Return only that part of the material below which starts with the line containing "Test: pointer returns" and goes on through the line containing "When queried with", restated exactly.

Data shown:
· · · · · · ·
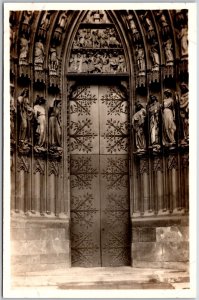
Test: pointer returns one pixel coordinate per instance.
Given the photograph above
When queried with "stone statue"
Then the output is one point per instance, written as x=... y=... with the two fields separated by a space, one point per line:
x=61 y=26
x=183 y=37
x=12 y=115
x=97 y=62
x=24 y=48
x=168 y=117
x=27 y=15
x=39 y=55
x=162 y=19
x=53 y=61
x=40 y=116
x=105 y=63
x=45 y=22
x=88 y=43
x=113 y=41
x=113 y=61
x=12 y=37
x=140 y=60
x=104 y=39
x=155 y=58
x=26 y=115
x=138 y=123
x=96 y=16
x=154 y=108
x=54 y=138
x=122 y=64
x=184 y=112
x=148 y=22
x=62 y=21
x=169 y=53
· · · · · · ·
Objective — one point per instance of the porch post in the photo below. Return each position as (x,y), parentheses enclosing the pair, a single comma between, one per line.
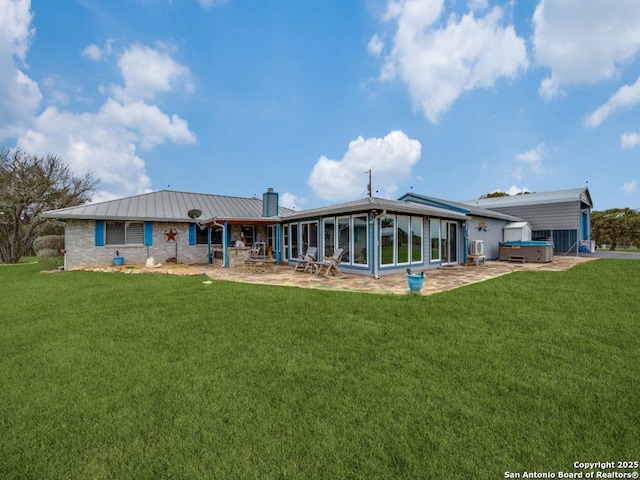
· · · · · · ·
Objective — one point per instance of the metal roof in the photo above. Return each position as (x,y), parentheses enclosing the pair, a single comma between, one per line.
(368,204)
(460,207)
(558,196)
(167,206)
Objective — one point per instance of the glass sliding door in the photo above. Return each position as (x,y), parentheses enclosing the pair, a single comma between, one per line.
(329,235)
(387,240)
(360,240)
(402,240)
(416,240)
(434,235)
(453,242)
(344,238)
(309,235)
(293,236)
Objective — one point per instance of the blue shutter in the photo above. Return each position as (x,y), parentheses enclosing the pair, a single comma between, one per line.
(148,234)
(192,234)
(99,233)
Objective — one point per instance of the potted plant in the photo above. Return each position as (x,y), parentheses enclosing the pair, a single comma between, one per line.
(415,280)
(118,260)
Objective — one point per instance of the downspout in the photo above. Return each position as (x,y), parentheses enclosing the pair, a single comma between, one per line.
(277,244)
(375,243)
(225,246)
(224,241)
· · · · · · ·
Response area:
Test: pointer returns one pixel coordinate per instance.
Given the photograph above
When queried with "stone statue"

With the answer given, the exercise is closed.